START Task data
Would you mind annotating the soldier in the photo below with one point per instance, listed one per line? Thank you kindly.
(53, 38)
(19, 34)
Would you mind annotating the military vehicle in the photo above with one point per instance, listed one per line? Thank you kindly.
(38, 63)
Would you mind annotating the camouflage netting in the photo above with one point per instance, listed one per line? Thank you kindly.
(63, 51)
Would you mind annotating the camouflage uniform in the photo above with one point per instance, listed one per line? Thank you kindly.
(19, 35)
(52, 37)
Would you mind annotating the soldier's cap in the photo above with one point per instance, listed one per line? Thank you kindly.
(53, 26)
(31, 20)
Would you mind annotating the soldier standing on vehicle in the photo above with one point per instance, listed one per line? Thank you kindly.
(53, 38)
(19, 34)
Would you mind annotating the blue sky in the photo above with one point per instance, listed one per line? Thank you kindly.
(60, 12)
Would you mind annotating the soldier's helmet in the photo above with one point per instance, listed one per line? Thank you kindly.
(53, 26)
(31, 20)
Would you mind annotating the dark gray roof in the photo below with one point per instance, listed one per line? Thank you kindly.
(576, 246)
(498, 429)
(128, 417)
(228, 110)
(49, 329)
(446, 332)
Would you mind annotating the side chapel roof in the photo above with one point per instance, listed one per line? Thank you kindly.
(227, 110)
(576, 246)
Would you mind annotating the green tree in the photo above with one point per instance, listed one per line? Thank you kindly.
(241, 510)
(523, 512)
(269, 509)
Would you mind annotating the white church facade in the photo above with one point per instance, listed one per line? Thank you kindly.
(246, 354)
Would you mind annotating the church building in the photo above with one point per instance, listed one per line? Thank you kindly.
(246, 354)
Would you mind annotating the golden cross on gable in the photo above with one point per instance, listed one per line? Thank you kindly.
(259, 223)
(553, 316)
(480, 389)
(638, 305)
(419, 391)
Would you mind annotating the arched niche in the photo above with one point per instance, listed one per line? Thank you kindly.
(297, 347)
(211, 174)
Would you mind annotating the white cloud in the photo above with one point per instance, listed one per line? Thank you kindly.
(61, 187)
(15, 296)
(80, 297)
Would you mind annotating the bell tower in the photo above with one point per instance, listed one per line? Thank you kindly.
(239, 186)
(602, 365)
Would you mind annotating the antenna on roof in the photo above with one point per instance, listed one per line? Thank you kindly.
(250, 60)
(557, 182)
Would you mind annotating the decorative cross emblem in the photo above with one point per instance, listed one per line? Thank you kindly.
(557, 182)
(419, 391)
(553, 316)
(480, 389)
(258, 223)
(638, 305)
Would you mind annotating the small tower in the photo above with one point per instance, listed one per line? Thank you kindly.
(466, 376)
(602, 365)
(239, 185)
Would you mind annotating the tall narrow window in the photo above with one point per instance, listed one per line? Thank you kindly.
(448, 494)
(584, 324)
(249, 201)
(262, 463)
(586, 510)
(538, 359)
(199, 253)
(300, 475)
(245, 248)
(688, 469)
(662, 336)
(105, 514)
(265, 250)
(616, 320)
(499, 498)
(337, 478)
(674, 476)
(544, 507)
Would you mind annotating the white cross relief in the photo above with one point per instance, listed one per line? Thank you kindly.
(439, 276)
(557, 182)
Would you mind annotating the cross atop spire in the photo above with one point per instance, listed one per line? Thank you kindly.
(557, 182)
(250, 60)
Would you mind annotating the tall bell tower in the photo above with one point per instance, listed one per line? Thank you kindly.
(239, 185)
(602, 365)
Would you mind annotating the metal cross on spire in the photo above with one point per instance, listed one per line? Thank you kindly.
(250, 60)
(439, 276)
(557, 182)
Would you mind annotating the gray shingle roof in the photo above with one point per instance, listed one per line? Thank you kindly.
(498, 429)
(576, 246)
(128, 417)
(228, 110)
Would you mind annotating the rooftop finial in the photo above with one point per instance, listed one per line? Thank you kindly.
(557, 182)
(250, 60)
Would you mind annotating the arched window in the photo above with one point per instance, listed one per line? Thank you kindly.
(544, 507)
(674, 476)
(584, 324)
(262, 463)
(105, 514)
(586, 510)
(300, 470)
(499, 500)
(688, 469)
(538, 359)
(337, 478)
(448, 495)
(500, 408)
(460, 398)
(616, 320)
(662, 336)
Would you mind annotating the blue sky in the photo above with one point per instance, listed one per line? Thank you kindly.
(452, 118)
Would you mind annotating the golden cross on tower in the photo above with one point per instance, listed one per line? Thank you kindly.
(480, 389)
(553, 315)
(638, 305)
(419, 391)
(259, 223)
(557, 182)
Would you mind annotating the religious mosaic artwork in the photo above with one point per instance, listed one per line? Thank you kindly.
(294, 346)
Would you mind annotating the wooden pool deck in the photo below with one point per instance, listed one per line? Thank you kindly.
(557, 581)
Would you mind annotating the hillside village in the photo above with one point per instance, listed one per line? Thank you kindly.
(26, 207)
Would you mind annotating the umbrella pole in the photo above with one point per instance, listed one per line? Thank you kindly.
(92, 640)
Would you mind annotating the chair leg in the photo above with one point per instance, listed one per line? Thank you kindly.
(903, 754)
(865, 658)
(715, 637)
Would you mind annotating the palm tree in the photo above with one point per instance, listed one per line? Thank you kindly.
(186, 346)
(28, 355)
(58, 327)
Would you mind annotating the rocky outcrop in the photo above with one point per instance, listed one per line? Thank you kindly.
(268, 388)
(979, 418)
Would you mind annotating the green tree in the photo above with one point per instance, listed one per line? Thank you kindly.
END Task data
Set down the whole listing again, exactly as it was given.

Final answer
Would you mind annotating the soldier in the photo below with one point per instance, listed one per line? Thank you kindly.
(53, 38)
(19, 34)
Would you mind annotating the military vehicle in the photo above with one point per instance, listed one per line? Thank you kindly.
(38, 63)
Would you mind annotating the camouflage netting in the photo above with one point per instance, listed one per line? Thank you kindly.
(63, 51)
Would you mind annotating the camouflage uniform in the photo above with one point per instance, listed one per line? Thank you kindly.
(19, 35)
(52, 37)
Would you mind annotating the soldier's cap in the photo above with one point per instance, listed one per line? Thank you kindly.
(53, 26)
(31, 20)
Would you mind annotating the soldier standing on vehicle in the photo above with one point per instance, listed one per line? Thank you kindly.
(53, 38)
(19, 34)
Would you mind annotating the blue sky in the photo above with one point per instance, listed one per line? Thank you kindly.
(60, 12)
Would you mind annotating the soldier's helmet in the photo above with one point per instance, listed one per line? Thank you kindly.
(53, 26)
(31, 20)
Would you mind annotating the dark gray roof in the photo below with one point per instance, listed one per line? Thank you kindly.
(576, 246)
(498, 429)
(128, 417)
(228, 110)
(49, 329)
(446, 332)
Would you mind annotating the side chapel roof in the photo above with one point per instance, listed one per line? Thank you kindly.
(227, 110)
(576, 246)
Would you mind annotating the green tree in the photo above with one point per instance, listed one per line? Thank you kindly.
(241, 510)
(523, 512)
(269, 509)
Would you mind annotating the white church facade in the photo above with one point per instance, listed one per line? Thank you kindly.
(246, 354)
Would you mind annotating the church building in the photo above with one point per instance, listed one per line? Thank you kindly.
(246, 354)
Would you mind annotating the golden cross on gable in the photo above with one point per instance, listed one per line? Thank you kindly.
(259, 223)
(553, 316)
(480, 389)
(638, 305)
(419, 391)
Would you mind annotating the arched niche in the photo above with one point per instance, listed one per line? Thank you kindly.
(297, 347)
(211, 174)
Would you mind annotating the white cloud in the photo above with one point per instance, listed one per line? Thank you kindly.
(61, 187)
(15, 296)
(80, 297)
Would you mind annotating the bell tower in the photo above with one point per instance, listed one per line? Thank you kindly.
(239, 186)
(602, 365)
Would you mind annotating the antenna on roof in the photo above with one point per instance, listed one per line? Thank you kindly.
(250, 60)
(557, 182)
Would you mind annotating the decorative cross emblem in the photo above with one point per instance, listed one per line? Thank you kindly.
(557, 182)
(419, 391)
(553, 316)
(480, 389)
(258, 223)
(638, 305)
Would you mind annotating the small tower in the photo above with one point per instance, listed one per line? Thank you kindly.
(466, 376)
(602, 365)
(239, 185)
Would you mind annotating the tall narrow window in the photo above with one point per instance, listed one per line? Thank you kindly.
(448, 494)
(584, 324)
(249, 201)
(262, 463)
(586, 510)
(538, 359)
(199, 253)
(300, 475)
(245, 248)
(688, 469)
(662, 336)
(105, 514)
(265, 250)
(616, 320)
(499, 498)
(337, 478)
(674, 476)
(544, 507)
Would you mind annotating the white cross relief in the photo above with one point per instance, listed one per line? Thank you kindly.
(439, 276)
(557, 182)
Would you mind annotating the cross atop spire in the photo above with one point per instance, listed one per line? Thank you kindly.
(557, 182)
(250, 60)
Would you mind annotating the tall bell tower in the photo above with one point per instance, listed one per line? Thank you kindly.
(239, 185)
(602, 365)
Would you mind annotating the metal cross on spire in the photo above with one point per instance, listed one per line? Thank you kindly.
(250, 60)
(439, 276)
(557, 182)
Would you mind annotating the gray shingle roof in the photo above with one point per instance, listed one per line? Thank you kindly.
(498, 429)
(576, 246)
(128, 417)
(228, 110)
Would you mind annotating the rooftop finial in the photo above with one point per instance, listed one per line? Thank you kindly.
(557, 182)
(250, 60)
Would you mind annotating the arched window in the photo above with one point per instance, listed one per line? Thank you kindly.
(544, 507)
(674, 476)
(584, 324)
(262, 463)
(105, 514)
(586, 510)
(300, 470)
(499, 500)
(688, 469)
(538, 359)
(337, 478)
(448, 495)
(500, 408)
(460, 398)
(616, 320)
(662, 336)
Would you mind annotating the blue sky in the photo above with one point per instance, listed one per line? Thank you kindly.
(452, 118)
Would you mind annotating the golden cross on tower in the photo above with one point per instance, listed one per line? Thank you kindly.
(480, 389)
(553, 315)
(638, 305)
(419, 391)
(259, 223)
(557, 182)
Would you mind annotating the religious mosaic artwork in the photo above with one point per instance, listed one per line? Thank you kindly.
(294, 346)
Would you mind annotating the wooden pool deck in the photo below with one point per instance, listed one per line? Thank you kindly.
(557, 581)
Would you mind annotating the hillside village in the photo above with one point per instance, listed one per line? Thank you kindly.
(26, 207)
Would you mind annotating the umbrella pole in the photo above with one point per instance, listed one per line? Thank you kindly.
(92, 640)
Would you mind annotating the chair leg in the photo above with one point per instance, listed one per line? Thank you kindly.
(903, 754)
(865, 658)
(715, 637)
Would you mind annotating the palm tree in the photo above with one point per instance, listed one per line? Thank you kindly.
(186, 346)
(28, 355)
(58, 327)
Would you mind annotating the rocky outcrop in the photo above with one point per instance, listed one per line? Thank you kindly.
(268, 388)
(979, 418)
Would you mind annotating the green tree in the photo above with one point per instance, listed one per line? Thank you kindly.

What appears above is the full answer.